Information supplied ▸
---+---
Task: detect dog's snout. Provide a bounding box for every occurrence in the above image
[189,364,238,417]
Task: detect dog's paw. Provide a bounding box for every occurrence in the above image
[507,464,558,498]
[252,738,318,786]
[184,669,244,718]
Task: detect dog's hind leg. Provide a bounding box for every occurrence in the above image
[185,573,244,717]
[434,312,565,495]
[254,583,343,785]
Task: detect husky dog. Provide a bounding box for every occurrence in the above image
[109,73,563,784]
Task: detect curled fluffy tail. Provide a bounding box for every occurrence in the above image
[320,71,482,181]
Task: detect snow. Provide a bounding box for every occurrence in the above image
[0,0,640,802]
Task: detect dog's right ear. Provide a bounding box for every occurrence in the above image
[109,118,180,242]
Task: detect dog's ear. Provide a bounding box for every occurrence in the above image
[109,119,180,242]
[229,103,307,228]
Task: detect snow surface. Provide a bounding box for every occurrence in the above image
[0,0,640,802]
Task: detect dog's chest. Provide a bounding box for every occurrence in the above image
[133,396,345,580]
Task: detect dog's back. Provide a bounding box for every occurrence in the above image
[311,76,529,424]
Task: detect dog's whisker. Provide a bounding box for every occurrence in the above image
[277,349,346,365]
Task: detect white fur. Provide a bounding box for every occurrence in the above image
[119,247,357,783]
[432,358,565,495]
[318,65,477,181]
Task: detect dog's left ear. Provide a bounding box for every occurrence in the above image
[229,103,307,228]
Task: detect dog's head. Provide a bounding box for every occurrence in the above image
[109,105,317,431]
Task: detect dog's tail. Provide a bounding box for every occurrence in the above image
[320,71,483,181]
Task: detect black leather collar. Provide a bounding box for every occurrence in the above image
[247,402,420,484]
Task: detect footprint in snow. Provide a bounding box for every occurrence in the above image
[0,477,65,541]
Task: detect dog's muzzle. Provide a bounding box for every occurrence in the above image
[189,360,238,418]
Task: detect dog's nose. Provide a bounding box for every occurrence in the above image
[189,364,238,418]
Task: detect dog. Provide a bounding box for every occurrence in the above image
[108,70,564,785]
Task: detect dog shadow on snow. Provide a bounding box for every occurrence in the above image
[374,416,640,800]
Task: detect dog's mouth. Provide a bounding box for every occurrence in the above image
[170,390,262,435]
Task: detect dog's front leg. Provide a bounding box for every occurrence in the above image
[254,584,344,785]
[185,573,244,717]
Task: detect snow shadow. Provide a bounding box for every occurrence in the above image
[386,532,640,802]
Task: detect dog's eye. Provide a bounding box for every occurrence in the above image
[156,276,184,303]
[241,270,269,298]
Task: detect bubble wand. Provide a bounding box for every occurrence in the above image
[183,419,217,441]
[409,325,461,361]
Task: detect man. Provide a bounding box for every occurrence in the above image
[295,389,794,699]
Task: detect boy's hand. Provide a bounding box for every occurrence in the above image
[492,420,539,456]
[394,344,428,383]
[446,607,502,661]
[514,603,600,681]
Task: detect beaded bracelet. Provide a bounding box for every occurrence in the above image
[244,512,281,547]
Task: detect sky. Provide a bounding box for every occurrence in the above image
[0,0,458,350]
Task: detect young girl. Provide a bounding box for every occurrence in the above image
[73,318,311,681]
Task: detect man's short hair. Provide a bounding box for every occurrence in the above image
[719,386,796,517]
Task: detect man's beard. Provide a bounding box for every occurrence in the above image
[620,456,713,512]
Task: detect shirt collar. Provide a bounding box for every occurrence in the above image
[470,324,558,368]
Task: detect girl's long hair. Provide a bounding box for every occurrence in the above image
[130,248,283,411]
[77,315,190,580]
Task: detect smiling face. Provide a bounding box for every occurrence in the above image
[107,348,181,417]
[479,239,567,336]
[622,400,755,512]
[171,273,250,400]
---+---
The problem ▸ Output all of the lines above exactly as they appear, from the first to the last.

The answer ▸
Task: detect dog's snout. Provide a bounding box for every occurrence in the above image
[189,364,238,417]
Task: detect dog's paw. Provide a bounding box for every occurrence in the above image
[507,464,558,498]
[252,738,318,786]
[184,669,244,718]
Task: detect dog's hind leg. Provide a bounding box for every occurrence in the above image
[185,573,244,717]
[434,312,565,495]
[254,583,343,785]
Task: detect husky dog. Provide a bounding box for every occurrence in the above image
[109,73,563,784]
Task: detect curled fluffy tail. Provide a bounding box for every occurrence in the above image
[320,71,482,181]
Task: detect snow. Provide a bounding box for every occurrence in the above image
[0,0,640,802]
Task: detect dog's right ear. Provide a bounding box for every occurrence in the above image
[109,118,180,242]
Task: detect dog's ear. Provide a bounding box for every occurrence in the above image
[109,119,180,242]
[229,103,307,228]
Task: detect snow surface. Provide a bounding box for every occurrence in the above image
[0,0,640,802]
Task: detect dog's chest. Provide a bounding box for every occurrence in the above image
[133,396,345,580]
Task: detect dog's back. Provide a bounding box for every occurrence in the above image
[311,76,529,424]
Task: detect dog's whisker. Provide a bounding box for every occurrence in the above image
[277,349,346,365]
Task: detect white fur. Provide a bounding box for every occurrence in the above image
[119,247,357,783]
[432,358,565,495]
[318,65,477,181]
Task: detect dog's left ear. Provide a bounding box for every occurrence in the above image
[229,103,307,228]
Task: detect dog's head. Provide a bounding box for every occurrence in the above image
[109,105,317,431]
Task: detect dog's tail. Provide a bounding box for every occurrence in the above image
[320,71,483,181]
Task: detect black leather collar. Provide a bounding box for every occurrence in the above image
[247,402,420,484]
Task: detect footprint in snow. Provide a bounding box for every occurrence in the above image
[0,477,65,541]
Task: detect dog's muzzle. Provide a bounding box for every occurrence in the above image
[189,360,238,418]
Task: detect dog's nose. Provide a bounding box for every occurrence in the above image
[189,364,238,418]
Task: detect dog. Provide a bounding box for every occurrence in the above image
[108,70,564,785]
Task: detect dog shadow on snow. Provide a bounding box for every occurrence in the above image
[374,416,640,800]
Task: detect dog's mouth. Provide a bounding box for every occurrence in the above image
[170,390,262,435]
Task: detect dog's front leg. Provide a bounding box for every occurrence in the above image
[254,584,344,785]
[185,573,244,717]
Task: detect snow shadow. Provide a bounding box for every occurrence in the above image
[386,532,640,802]
Task: detect dog's eye. Provide a bounding box for every occurrence in the above image
[156,276,184,303]
[241,270,269,298]
Task: detect bubble wand. Provide a bounding box for every occurrence in the above image
[183,419,217,441]
[409,325,461,361]
Task: detect man. Provide a bounding box for every occurrence in the above image
[295,389,794,699]
Task: detect boy's hand. Provide a bounding box for every occurrence in the above image
[492,420,539,456]
[394,344,428,383]
[446,607,502,661]
[514,603,600,681]
Task: detect beaded bracelet. Provide a bounding box for every occurrence in the above image
[244,512,281,547]
Task: detect sky. Provide a bounding box for every occurrence in the above image
[0,0,458,350]
Task: detect young girl. Provide a bounding box for every occurrence in the above image
[73,318,311,681]
Task: detect man's short hair. Provide a bounding box for every occurrence in the above image
[719,386,796,517]
Task: detect man's beard. Provide a bounding box for every occurrence in the above image
[620,456,713,512]
Task: detect shirt collar. Provide a bounding box for every occurrence in the above image
[470,324,558,368]
Task: detect girl's long hair. Provide a bounding box for every occurrence in the above image
[130,248,283,411]
[77,315,190,580]
Task: detect smiling face. Provide a bounding box for every occurrence in the above image
[107,348,181,417]
[479,239,567,336]
[622,400,755,512]
[171,273,250,400]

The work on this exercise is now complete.